*** Opening Material provided ***
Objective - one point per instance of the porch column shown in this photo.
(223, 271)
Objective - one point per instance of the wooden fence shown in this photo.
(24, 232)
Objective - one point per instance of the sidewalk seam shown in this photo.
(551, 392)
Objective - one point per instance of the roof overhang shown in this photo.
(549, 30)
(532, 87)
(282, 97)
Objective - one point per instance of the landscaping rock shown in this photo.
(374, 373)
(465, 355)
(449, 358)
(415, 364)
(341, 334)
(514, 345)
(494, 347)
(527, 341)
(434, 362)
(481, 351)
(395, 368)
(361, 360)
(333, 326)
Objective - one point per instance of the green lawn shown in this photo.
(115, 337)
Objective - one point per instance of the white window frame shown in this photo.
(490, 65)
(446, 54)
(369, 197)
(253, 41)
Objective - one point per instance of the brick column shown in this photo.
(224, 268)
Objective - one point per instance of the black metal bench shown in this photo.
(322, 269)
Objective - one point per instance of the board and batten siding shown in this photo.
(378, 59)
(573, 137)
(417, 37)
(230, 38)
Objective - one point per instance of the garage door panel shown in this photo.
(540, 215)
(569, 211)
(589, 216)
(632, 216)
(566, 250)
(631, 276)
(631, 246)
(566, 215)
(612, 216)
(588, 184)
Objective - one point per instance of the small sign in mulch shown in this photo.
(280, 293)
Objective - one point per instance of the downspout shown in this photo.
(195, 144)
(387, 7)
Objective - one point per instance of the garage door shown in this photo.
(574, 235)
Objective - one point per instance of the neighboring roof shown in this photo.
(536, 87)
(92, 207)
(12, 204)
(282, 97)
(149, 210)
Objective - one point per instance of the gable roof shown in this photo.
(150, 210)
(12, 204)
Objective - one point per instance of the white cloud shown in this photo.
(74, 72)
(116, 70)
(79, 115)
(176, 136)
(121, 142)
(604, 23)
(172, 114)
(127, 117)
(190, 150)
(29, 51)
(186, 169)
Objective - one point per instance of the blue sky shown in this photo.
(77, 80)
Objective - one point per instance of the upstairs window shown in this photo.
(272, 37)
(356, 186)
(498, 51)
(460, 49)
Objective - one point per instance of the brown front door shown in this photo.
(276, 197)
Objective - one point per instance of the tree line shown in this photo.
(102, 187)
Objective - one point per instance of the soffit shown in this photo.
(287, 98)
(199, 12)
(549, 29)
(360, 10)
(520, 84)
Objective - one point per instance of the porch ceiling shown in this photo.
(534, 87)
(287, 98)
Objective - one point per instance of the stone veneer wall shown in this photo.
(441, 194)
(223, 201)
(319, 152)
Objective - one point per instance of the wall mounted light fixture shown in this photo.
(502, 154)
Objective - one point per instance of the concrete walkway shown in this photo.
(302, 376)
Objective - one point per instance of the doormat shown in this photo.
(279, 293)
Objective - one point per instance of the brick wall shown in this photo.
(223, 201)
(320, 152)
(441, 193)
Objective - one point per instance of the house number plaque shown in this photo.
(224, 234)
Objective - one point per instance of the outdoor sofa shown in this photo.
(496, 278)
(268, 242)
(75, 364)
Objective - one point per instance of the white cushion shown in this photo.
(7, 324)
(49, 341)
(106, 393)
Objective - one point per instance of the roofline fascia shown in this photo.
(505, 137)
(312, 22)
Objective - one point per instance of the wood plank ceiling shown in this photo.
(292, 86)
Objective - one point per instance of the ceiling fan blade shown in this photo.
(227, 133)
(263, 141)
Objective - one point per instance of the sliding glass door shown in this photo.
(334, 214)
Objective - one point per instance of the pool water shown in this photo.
*** Closing Material provided ***
§ What is expected
Give an exact reproduction of the lines from the one with "Objective - one point per instance of the concrete" to the final line of the entries, including both.

§ Output of the task
Objective - one point per instance of the concrete walkway shown in this photo.
(302, 376)
Objective - one point per instance of the doormat shown in this photo.
(279, 293)
Objective - one point per instance of the brick wall shown in this photo.
(223, 201)
(320, 152)
(441, 193)
Objective - one point per instance of the house number plaque shown in this photo.
(224, 234)
Objective - one point per instance of the outdoor sofa shown in this photo.
(496, 278)
(268, 242)
(75, 364)
Objective - one point per instance of the white cushion shown in this photo.
(7, 324)
(49, 341)
(106, 393)
Objective - one point per instance of the roofline fascia shown in this photo.
(505, 137)
(312, 22)
Objective - one point per instance of the wood plank ceiling shown in this photo.
(292, 86)
Objective - one point per instance of the ceiling fan blade shown in this photo.
(227, 133)
(263, 141)
Objective - one point per instance of the sliding glass door shown in this photo.
(334, 214)
Objective - one point per instance of the pool water shown in this photo.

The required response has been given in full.